_ИСХОДНЫЙ ТЕКСТ_

Станция железной дороги Тернов была с налета взята в начале января нового года всего одним эскадроном полка во главе с лихим командиром скобелевской конницы генерал-майором Струковым, выбившим с позиций несколько тысяч вражеских бойцов. При этом единственный подход к станции пролегал по мосту, подожженному отступившим противником, - спешившиеся драгуны погасили пламя и перебрались на другую сторону, под крики "ура" овладев курганом с защищавшей мост батареей. Много позже Федор Артурович с нарочитой скромностью отзывался о заслуженных в ту пору боевых наградах, неизменно сиявших на его генеральском кителе: "Сам не знаю за что! Первый крест получил по своей неопытности: ординарцем вез приказание и вместо штаба наскочил на турецкий окоп. Турки обстреляли меня, а начальство увидало и наградило. А второй крест за то, что проскакал горящий мост. Вот и все!"
Далеко опередив пехотинцев отряда, драгуны устремились к Адрианополю, натыкаясь по пути на вереницы повозок и толпы беженцев-мусульман. Испуганно и угрюмо смотрели захваченные в плен башибузуки на русских кавалеристов, еще недавно находивших страшные следы турецкого пребывания в оставленных врагом болгарских селениях, где раскачивались на виселицах и остывали в потухших кострах трупы мужчин, а мертвые дети лежали рядом с убитыми после позора женщинами. Осыпанная цветами от православного народа в занятом без боя Адрианополе, конница Струкова ринулась по наступившей распутице на столицу Турции. Остановленные перемирием в считанных верстах от стен древнего Царьграда в феврале 1878 года, драгуны глядели с холмов на золоченые полумесяцы над оскверненной Софией и угрожающе застывшие английские броненосцы в проливе Босфор...

_ПИСЬМЕННОЕ ЗАДАНИЕ 1_
Перепишите полностью все строки записей от строки, содержащей «In which part of this scan does the dark rock», до конца записей (обе границы включаются), не опуская строк с вопросами. Каждое число в ответах (координаты рамок) умножьте на 0,35 и округлите до целого, половины округляйте в большую сторону.

Сохранённые записи
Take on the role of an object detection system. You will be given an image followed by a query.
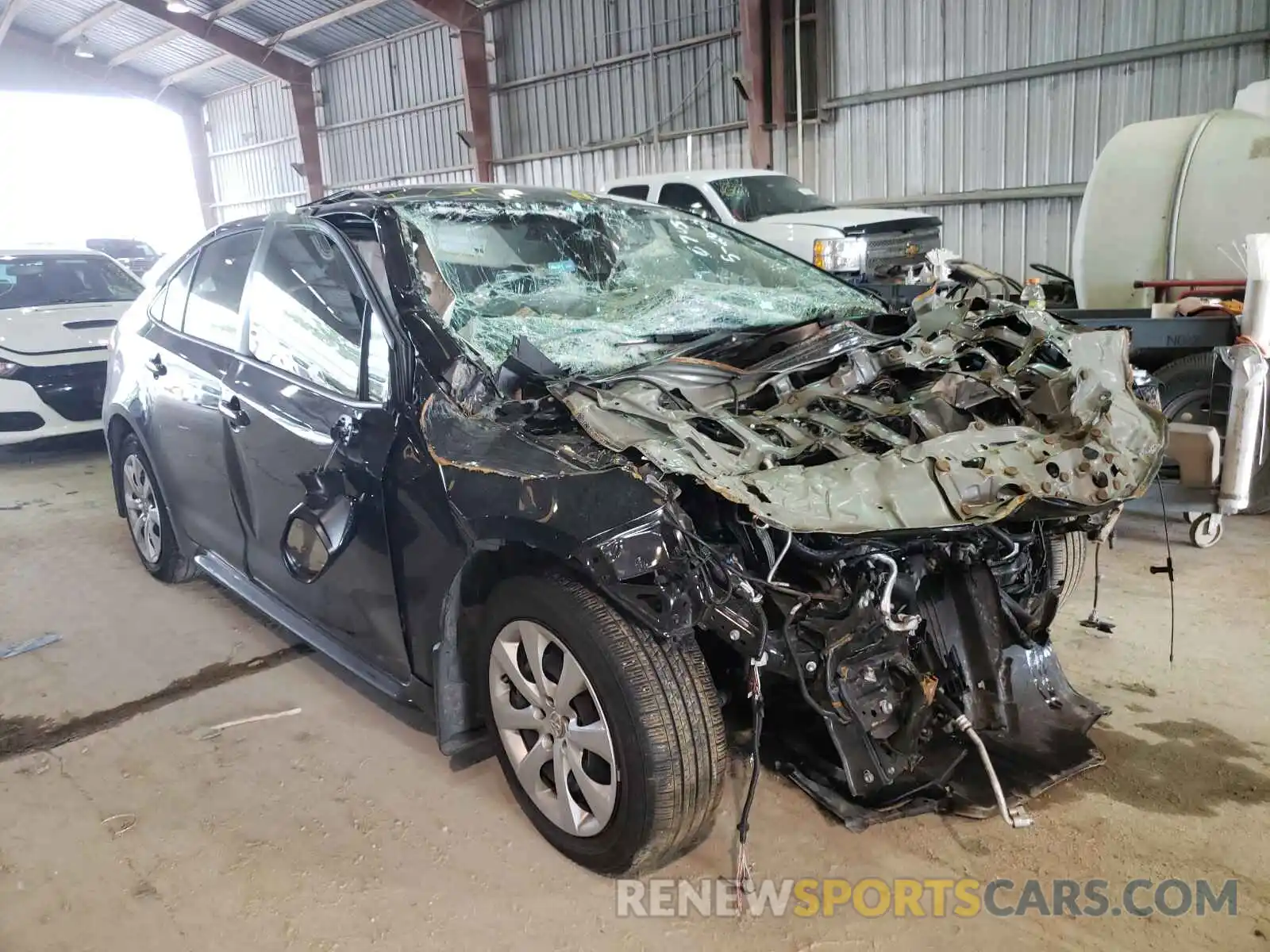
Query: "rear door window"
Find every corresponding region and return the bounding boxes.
[151,255,198,330]
[656,182,719,221]
[183,231,260,351]
[248,226,375,400]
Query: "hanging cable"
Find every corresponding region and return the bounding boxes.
[1151,474,1177,665]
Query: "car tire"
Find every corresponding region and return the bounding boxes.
[114,433,197,582]
[478,575,728,876]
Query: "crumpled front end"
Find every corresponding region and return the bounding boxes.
[559,305,1164,535]
[543,303,1164,829]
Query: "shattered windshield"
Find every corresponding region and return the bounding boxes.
[398,197,878,376]
[0,255,141,309]
[710,175,833,221]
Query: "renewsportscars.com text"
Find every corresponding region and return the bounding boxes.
[616,877,1238,919]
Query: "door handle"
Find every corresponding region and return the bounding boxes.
[220,397,252,429]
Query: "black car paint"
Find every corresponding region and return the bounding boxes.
[103,186,683,754]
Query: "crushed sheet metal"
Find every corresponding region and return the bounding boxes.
[560,303,1164,535]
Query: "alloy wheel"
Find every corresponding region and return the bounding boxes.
[489,620,618,836]
[122,453,163,565]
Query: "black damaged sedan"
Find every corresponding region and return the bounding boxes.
[103,186,1164,874]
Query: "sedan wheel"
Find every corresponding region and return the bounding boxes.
[122,453,163,565]
[489,620,618,836]
[472,573,728,876]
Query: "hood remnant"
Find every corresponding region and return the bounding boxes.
[557,303,1164,535]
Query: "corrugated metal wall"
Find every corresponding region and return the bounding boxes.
[776,0,1270,275]
[200,0,1270,274]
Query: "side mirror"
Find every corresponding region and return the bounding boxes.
[282,472,357,585]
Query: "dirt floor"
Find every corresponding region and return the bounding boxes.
[0,443,1270,952]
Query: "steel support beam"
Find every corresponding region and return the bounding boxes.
[114,0,313,86]
[291,81,325,202]
[5,29,203,113]
[274,0,387,46]
[53,0,123,46]
[414,0,494,182]
[106,27,183,66]
[741,0,772,169]
[182,108,217,228]
[114,0,324,201]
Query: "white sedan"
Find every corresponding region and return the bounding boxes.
[0,249,141,446]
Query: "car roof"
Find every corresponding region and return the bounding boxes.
[601,169,785,192]
[0,245,114,260]
[208,182,635,241]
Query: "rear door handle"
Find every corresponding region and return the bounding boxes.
[220,396,252,429]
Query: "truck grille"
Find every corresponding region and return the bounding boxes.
[865,226,940,274]
[13,360,106,423]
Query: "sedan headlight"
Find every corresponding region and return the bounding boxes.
[811,237,868,271]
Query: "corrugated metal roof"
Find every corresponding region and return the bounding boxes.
[296,0,430,60]
[14,0,106,38]
[5,0,428,97]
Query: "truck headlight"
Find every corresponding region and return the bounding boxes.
[811,237,868,271]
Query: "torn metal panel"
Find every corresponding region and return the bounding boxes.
[557,305,1164,533]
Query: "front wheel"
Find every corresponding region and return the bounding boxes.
[116,433,194,582]
[480,575,726,876]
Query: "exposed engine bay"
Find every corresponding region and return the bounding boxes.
[419,198,1166,829]
[541,305,1164,827]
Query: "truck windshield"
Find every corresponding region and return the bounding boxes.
[710,175,833,221]
[398,198,878,376]
[0,255,141,309]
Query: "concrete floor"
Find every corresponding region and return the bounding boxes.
[0,443,1270,952]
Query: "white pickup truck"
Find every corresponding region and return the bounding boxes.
[603,169,941,282]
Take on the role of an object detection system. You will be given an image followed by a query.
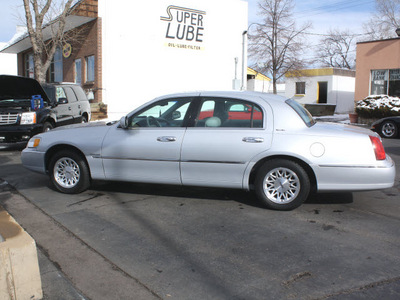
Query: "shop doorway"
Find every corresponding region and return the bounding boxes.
[317,81,328,103]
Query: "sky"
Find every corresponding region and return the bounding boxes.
[0,0,375,43]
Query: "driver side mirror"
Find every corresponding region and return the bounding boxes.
[58,98,68,104]
[119,116,129,129]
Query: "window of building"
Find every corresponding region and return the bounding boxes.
[85,55,94,82]
[371,69,400,96]
[371,70,389,95]
[296,82,306,95]
[388,69,400,96]
[75,58,82,84]
[25,52,35,78]
[48,48,63,82]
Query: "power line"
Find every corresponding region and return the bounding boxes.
[296,0,375,18]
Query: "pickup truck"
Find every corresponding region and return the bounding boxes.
[0,75,91,143]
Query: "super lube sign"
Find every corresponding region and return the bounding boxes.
[160,5,206,50]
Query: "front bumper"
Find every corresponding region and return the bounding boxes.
[0,124,43,143]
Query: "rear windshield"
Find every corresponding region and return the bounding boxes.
[285,99,315,127]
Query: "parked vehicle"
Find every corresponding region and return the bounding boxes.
[371,116,400,138]
[22,92,395,210]
[0,75,91,143]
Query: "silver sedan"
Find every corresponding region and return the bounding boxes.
[22,92,395,210]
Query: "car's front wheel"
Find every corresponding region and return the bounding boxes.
[49,150,90,194]
[381,121,398,138]
[255,159,310,210]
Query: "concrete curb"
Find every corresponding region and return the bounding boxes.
[0,207,43,300]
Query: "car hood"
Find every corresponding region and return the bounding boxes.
[0,75,50,103]
[51,121,115,131]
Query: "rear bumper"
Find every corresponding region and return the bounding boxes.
[0,124,43,143]
[313,156,396,191]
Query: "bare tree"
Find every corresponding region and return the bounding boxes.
[317,29,355,69]
[23,0,74,83]
[364,0,400,40]
[249,0,311,94]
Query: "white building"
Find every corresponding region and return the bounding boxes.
[98,0,247,118]
[285,68,356,113]
[0,43,18,75]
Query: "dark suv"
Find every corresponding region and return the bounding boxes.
[0,75,91,143]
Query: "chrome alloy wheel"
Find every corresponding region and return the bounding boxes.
[263,168,300,204]
[53,157,81,189]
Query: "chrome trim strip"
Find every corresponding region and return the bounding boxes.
[319,165,387,169]
[181,160,246,165]
[92,155,246,165]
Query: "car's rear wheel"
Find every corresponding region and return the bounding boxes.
[255,159,310,210]
[49,150,90,194]
[381,121,398,138]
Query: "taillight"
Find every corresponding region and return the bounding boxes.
[369,136,386,160]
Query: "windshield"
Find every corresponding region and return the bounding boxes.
[285,99,315,127]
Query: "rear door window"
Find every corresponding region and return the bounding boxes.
[195,98,264,128]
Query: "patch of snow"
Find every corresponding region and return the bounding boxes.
[356,95,400,111]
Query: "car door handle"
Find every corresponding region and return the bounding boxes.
[242,137,264,143]
[157,136,176,142]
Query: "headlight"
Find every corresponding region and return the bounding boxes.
[20,112,36,125]
[26,137,40,148]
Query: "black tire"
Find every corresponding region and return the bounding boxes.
[255,159,311,210]
[380,121,399,139]
[43,122,54,132]
[49,150,90,194]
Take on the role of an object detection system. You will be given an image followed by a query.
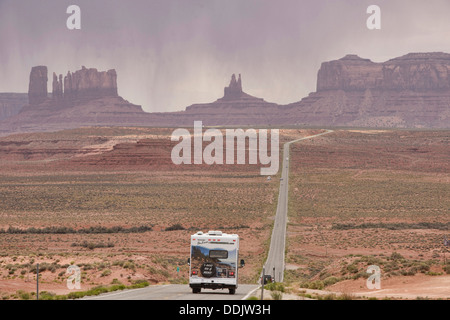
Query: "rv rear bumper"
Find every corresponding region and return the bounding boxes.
[189,282,237,290]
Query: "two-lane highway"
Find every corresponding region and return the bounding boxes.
[83,130,333,300]
[264,130,333,282]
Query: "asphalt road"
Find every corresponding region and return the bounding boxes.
[81,130,333,300]
[264,130,333,282]
[80,284,258,300]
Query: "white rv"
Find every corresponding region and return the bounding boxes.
[188,231,244,294]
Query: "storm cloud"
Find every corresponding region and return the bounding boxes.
[0,0,450,112]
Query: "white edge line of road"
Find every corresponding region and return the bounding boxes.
[81,284,169,300]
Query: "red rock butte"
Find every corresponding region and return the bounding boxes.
[0,52,450,134]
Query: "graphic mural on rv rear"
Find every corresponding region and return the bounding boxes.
[191,245,237,278]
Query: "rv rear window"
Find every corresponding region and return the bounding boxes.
[209,250,228,259]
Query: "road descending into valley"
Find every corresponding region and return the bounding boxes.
[82,130,333,300]
[264,130,333,282]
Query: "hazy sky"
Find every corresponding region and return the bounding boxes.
[0,0,450,112]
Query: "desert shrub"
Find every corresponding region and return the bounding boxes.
[100,269,112,277]
[444,262,450,274]
[323,276,340,287]
[270,291,283,300]
[300,280,325,290]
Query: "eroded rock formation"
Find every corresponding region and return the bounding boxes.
[28,66,48,104]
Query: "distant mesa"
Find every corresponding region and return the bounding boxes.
[218,73,264,101]
[28,66,48,104]
[28,66,118,107]
[0,52,450,134]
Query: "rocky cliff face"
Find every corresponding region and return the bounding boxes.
[0,53,450,134]
[286,53,450,128]
[0,92,28,121]
[317,53,450,92]
[28,66,48,104]
[0,66,145,134]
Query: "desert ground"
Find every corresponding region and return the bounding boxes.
[287,130,450,299]
[0,127,450,299]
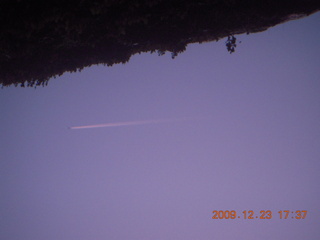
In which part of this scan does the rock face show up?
[0,0,320,86]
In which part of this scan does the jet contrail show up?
[70,118,194,129]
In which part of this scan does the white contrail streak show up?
[70,118,191,129]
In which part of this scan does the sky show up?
[0,13,320,240]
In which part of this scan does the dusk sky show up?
[0,13,320,240]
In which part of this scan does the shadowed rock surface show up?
[0,0,320,87]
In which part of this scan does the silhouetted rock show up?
[0,0,320,87]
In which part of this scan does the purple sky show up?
[0,13,320,240]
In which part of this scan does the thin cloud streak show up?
[70,118,198,129]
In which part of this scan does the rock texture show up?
[0,0,320,87]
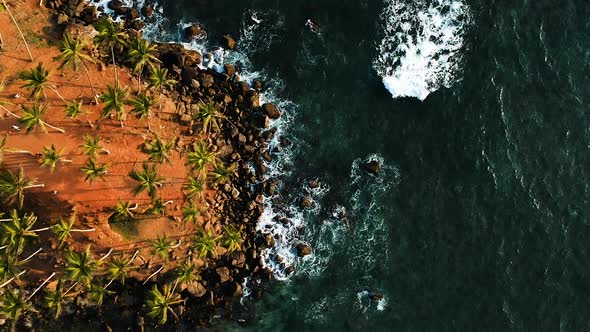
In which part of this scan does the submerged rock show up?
[362,160,381,176]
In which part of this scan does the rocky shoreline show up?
[0,0,311,331]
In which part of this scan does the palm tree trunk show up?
[41,121,66,134]
[81,61,98,105]
[2,0,33,62]
[25,272,55,302]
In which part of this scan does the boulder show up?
[262,103,281,119]
[184,23,207,40]
[296,243,311,257]
[362,160,381,176]
[223,35,237,50]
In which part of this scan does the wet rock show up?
[262,103,281,119]
[184,23,207,40]
[186,281,207,297]
[299,197,313,209]
[222,35,237,50]
[141,4,154,17]
[215,266,230,283]
[296,243,311,257]
[362,160,381,176]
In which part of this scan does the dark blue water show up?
[108,0,590,331]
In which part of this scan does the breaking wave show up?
[373,0,470,100]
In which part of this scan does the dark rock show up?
[184,23,207,40]
[223,35,236,50]
[215,266,230,283]
[297,243,311,257]
[262,103,281,119]
[141,4,154,17]
[362,160,381,176]
[300,197,313,209]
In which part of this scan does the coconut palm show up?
[193,100,226,133]
[94,15,125,87]
[64,100,86,119]
[100,85,129,127]
[80,134,110,159]
[146,284,182,324]
[145,198,174,216]
[151,236,172,261]
[175,261,200,284]
[129,163,164,198]
[44,279,67,319]
[80,158,109,183]
[144,136,174,164]
[113,201,138,221]
[65,246,100,286]
[194,230,221,258]
[57,33,98,104]
[127,35,160,91]
[148,66,178,93]
[127,93,156,131]
[51,211,95,248]
[19,62,67,104]
[186,142,217,176]
[182,201,201,223]
[88,282,115,306]
[18,103,66,134]
[0,167,45,209]
[0,288,31,329]
[221,225,244,252]
[0,209,38,256]
[2,0,33,62]
[182,177,203,200]
[41,144,72,173]
[209,165,234,184]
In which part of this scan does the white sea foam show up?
[373,0,470,100]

_ПИСЬМЕННОЕ ЗАДАНИЕ 2_
Переведите на английский язык предложение из исходного текста: «Далеко опередив пехотинцев отряда, драгуны устремились к Адрианополю, натыкаясь по пути на вереницы повозок и толпы беженцев-мусульман».

_РЕЗУЛЬТАТ ВЫПОЛНЕНИЯ 1_
In which part of this scan does the dark rock show up?
[64,8,72,14]
[78,12,83,18]
[75,93,81,99]
[104,85,109,90]
[92,36,98,42]
[49,1,54,6]
[127,56,133,62]
[105,69,110,73]
In which part of this scan does the coconut palm show up?
[68,35,79,47]
[33,5,44,30]
[22,35,30,42]
[35,30,45,44]
[28,47,39,56]
[51,99,64,113]
[51,69,61,76]
[53,83,60,91]
[61,91,70,99]
[45,57,57,69]
[15,98,23,112]
[28,55,38,64]
[50,48,61,57]
[40,70,48,77]
[23,86,35,100]
[68,81,77,90]
[20,12,34,36]
[44,12,56,32]
[52,23,62,33]
[44,33,55,46]
[18,74,33,87]
[7,22,23,36]
[65,50,76,62]
[64,70,70,78]
[31,99,40,107]
[6,36,23,47]
[0,58,16,73]
[0,101,11,115]
[77,79,85,88]
[0,73,13,90]
[1,0,12,22]
[64,62,71,70]
[14,50,25,61]
[73,58,82,64]
In which part of this scan does the white sea foam show up?
[131,0,165,35]

_РЕЗУЛЬТАТ ВЫПОЛНЕНИЯ 2_
Having far outpaced the detachment's infantry, the dragoons rushed toward Adrianople, coming upon strings of carts and crowds of Muslim refugees along the way.